* Problem set *
A) Copy the passage from the post on Harold Pinter and Robert Mulligan from "Pinter also worked" up to and including "The Handmaid's Tale.".
B) In the post on Harold Pinter and Robert Mulligan, in which city and on what date did Pinter's first play, The Room, open?

* Excerpt to read *
============================================================

Sunday, December 28, 2008

Harold Pinter and Robert Mulligan Pass On

Two figures from the world of film recently passed. One was Harold Pinter, the playwright and screenwriter. The other was director Robert Mulligan.

Harold Pinter died December 24 at the age of 79. The cause was cancer.

Harold Pinter was born on October 10, 1930 in the East End of London. As a child in 1939, at the outset of World War II, Pinter was evacuated from London to a small city in Cornwall. Growing up, he grew to love both British war films and American gangster movies. When he was 20 his first poem was published. It was not long afterwards that he completed his first novel, The Dwarfs. He studied at the e Royal Academy of Dramatic Art and the Central School of Speech and Drama. He then toured as an actor with a repertory company in Ireland.

Pinter wrote his first play, The Room, for a group of drama students. It opened in Bristol on May 15, 1957. Three years later it would open in London. His first full length play, The Birthday Party, opened in Hamersmith on May 19, 1958. It remains among his best known works. Pinter would write several more plays, including The Caretaker (1960), The Homecoming (1964), Betrayal (1978), and Celebration.

Pinter also worked in television and film. In 1960 he wrote an episode of Armchair Theatre. He would also write four episodes of ITV Television Playhouse. His first screenplay was for The Pumpkin Eater, released in 1964. He would go onto write screenplays for The Go-Between, The Last Tycoon, The French Lieutenant's Woman, and The Handmaid's Tale.

Director Robert Mulligan died December 20 at the age of 83. He was perhaps best known for directing the screen adaptation of To Kill a Mockingbird. The cause was heart disease.

============================================================

* Given data *
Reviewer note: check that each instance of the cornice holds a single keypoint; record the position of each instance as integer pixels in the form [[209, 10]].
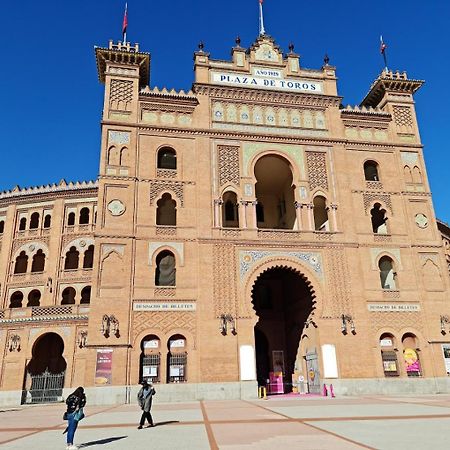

============================================================

* List of solutions *
A)
Pinter also worked in television and film. In 1960 he wrote an episode of Armchair Theatre. He would also write four episodes of ITV Television Playhouse. His first screenplay was for The Pumpkin Eater, released in 1964. He would go onto write screenplays for The Go-Between, The Last Tycoon, The French Lieutenant's Woman, and The Handmaid's Tale.

B) It opened in Bristol on May 15, 1957.